___ Records supplied ___
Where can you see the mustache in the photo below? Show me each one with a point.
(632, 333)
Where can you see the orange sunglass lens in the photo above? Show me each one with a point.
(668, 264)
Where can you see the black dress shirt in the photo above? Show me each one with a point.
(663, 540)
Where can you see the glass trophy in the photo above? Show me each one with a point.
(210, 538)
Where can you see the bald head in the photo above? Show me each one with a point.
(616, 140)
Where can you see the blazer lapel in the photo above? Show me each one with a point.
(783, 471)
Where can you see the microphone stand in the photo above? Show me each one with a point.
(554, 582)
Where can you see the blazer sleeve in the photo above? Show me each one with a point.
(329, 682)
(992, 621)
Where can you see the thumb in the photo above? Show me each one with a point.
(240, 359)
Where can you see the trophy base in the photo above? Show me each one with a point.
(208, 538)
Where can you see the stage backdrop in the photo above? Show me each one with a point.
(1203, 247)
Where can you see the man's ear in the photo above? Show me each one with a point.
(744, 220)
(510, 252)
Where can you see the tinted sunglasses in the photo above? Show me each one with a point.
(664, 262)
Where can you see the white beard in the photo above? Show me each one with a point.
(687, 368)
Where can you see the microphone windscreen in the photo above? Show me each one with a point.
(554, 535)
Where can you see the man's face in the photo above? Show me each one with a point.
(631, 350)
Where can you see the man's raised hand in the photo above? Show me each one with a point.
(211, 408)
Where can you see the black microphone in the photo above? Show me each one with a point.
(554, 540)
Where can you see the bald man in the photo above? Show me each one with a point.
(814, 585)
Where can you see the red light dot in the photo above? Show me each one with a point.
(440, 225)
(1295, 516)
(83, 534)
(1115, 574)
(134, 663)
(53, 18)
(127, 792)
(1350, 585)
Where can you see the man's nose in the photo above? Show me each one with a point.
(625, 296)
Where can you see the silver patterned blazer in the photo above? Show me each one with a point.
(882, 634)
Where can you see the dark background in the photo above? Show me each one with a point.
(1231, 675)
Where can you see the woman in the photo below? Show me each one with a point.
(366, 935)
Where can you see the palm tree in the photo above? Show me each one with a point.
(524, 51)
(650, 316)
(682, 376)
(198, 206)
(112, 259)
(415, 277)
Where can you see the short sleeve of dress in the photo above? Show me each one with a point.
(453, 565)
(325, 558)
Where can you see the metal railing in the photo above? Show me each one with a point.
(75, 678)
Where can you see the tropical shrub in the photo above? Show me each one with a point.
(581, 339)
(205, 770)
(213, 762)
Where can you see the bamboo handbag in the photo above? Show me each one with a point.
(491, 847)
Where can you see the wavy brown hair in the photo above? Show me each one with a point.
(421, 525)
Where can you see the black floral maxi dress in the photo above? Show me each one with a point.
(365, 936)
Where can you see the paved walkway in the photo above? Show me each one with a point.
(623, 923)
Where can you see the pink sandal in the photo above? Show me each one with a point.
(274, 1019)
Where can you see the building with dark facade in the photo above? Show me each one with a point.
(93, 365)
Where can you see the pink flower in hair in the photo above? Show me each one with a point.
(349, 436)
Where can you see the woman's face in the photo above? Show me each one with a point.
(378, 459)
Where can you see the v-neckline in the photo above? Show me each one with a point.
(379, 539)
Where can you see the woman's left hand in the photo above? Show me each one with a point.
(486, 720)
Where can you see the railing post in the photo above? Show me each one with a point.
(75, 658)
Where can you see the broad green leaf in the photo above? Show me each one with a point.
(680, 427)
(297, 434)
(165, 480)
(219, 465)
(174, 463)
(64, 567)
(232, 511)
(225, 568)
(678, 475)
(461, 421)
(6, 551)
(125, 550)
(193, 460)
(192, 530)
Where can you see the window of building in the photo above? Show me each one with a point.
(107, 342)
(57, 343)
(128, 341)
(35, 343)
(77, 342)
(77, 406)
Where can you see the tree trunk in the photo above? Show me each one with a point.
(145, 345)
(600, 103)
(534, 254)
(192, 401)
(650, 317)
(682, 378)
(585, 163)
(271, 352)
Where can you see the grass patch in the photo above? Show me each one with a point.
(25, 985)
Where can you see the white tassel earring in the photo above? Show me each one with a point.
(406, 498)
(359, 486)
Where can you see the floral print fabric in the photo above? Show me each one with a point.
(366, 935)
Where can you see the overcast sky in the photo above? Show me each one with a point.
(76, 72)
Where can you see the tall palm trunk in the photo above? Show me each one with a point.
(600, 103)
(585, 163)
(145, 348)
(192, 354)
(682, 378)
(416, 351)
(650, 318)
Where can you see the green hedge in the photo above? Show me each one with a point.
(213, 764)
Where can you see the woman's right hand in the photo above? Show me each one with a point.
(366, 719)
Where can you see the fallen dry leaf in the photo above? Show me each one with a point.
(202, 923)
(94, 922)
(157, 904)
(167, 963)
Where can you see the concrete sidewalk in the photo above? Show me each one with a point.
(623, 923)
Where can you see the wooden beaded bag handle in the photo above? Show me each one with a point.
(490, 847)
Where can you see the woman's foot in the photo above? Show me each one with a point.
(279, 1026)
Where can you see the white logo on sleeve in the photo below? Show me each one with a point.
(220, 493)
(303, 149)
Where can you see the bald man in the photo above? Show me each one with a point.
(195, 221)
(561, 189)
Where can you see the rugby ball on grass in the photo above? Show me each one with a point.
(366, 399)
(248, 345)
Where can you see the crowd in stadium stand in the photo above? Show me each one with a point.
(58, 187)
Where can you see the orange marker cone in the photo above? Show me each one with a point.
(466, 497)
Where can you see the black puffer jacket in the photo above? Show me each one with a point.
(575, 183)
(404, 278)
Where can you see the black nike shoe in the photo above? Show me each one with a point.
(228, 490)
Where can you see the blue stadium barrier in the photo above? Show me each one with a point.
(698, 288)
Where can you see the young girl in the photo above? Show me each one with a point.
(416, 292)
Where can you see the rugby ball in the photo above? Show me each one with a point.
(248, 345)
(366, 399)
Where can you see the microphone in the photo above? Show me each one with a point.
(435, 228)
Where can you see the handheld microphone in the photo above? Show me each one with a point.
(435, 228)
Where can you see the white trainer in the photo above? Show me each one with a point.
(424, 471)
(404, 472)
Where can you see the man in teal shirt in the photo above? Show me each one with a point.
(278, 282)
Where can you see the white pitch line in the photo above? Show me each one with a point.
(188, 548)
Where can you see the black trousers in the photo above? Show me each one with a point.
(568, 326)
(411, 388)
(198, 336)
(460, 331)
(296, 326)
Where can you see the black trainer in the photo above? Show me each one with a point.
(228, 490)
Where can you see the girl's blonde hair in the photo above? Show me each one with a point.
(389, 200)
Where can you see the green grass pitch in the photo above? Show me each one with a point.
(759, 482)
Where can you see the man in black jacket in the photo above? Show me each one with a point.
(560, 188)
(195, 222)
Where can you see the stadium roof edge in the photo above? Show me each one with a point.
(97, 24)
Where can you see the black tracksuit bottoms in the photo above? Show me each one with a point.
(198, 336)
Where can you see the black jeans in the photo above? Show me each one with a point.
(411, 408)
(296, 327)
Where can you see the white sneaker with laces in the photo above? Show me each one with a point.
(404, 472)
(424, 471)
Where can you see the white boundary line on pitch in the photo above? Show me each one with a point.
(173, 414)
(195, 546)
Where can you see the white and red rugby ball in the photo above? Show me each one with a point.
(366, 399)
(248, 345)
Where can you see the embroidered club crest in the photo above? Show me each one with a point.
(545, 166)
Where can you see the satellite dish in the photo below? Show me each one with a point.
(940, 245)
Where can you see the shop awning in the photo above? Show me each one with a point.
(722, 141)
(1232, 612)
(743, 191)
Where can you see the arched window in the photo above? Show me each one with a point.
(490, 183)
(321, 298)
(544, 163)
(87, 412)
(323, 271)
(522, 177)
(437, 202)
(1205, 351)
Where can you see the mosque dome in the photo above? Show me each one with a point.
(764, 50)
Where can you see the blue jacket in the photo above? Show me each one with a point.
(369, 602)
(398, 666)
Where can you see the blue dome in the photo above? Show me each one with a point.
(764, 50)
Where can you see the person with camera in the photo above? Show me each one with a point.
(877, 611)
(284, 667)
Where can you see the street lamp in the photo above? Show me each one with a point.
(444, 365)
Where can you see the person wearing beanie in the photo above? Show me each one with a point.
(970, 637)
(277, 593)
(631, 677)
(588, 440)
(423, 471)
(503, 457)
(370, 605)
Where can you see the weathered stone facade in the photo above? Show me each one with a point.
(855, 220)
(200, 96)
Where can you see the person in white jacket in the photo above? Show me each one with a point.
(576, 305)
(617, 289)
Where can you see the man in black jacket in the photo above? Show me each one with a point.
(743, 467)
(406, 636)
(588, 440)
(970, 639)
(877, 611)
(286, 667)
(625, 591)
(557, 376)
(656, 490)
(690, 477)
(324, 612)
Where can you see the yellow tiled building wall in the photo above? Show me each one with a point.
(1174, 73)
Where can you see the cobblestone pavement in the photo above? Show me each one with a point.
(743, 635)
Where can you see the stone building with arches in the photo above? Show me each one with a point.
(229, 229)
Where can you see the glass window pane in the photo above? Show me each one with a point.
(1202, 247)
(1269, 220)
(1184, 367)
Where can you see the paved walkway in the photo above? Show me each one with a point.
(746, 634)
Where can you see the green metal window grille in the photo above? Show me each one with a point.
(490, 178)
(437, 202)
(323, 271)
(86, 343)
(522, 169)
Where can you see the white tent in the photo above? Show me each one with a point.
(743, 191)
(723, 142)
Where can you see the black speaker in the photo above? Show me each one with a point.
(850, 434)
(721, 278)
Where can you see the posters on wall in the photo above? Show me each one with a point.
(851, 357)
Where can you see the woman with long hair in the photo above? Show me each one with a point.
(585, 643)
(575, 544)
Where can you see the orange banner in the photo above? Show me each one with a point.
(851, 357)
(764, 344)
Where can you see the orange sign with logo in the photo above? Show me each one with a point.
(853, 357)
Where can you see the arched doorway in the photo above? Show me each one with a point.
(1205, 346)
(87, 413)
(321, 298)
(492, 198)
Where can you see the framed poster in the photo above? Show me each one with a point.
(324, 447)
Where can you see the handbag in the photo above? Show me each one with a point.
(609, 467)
___
**The task**:
Starting from the line with "Where can you see the cobblestone" and ending with the final line of the data, quote every line exactly, both ends included.

**Answer to the exercise**:
Where can you see the cobblestone pavement in the photo above? Show me each one with a point.
(743, 635)
Where can you see the stone building with arches in the photo above? Show me each one with a point.
(229, 229)
Where can you see the glass window pane in the photo above? Show me each one with a point.
(1202, 247)
(1269, 220)
(1184, 367)
Where can you see the paved walkway in the photo above? Show me each one with a point.
(746, 634)
Where can you see the green metal window grille in the photo above? Show me each one with a point.
(490, 178)
(437, 202)
(323, 271)
(86, 343)
(522, 169)
Where can you see the white tent in the photo above? Show me each one with a point.
(743, 191)
(723, 142)
Where can you see the black speaker in the photo above? Show me each one with a point.
(850, 434)
(721, 278)
Where can you see the posters on wall in the photo above? Show me each one with a point.
(851, 357)
Where can you see the woman with long hair in the photo above? Show me each one with a point.
(585, 643)
(575, 544)
Where can you see the orange banner in the photo above? Show me each one with a point.
(851, 357)
(764, 344)
Where can you see the orange sign with logo in the photo above? Show me each one with a point.
(853, 357)
Where can you see the arched doorway in the photo above? Show me each one with a point.
(1205, 346)
(87, 413)
(321, 298)
(492, 198)
Where can you see the framed poster in the photo above? Show me each one with a point.
(324, 447)
Where can you see the handbag in the photo above? Show me each one with a point.
(609, 467)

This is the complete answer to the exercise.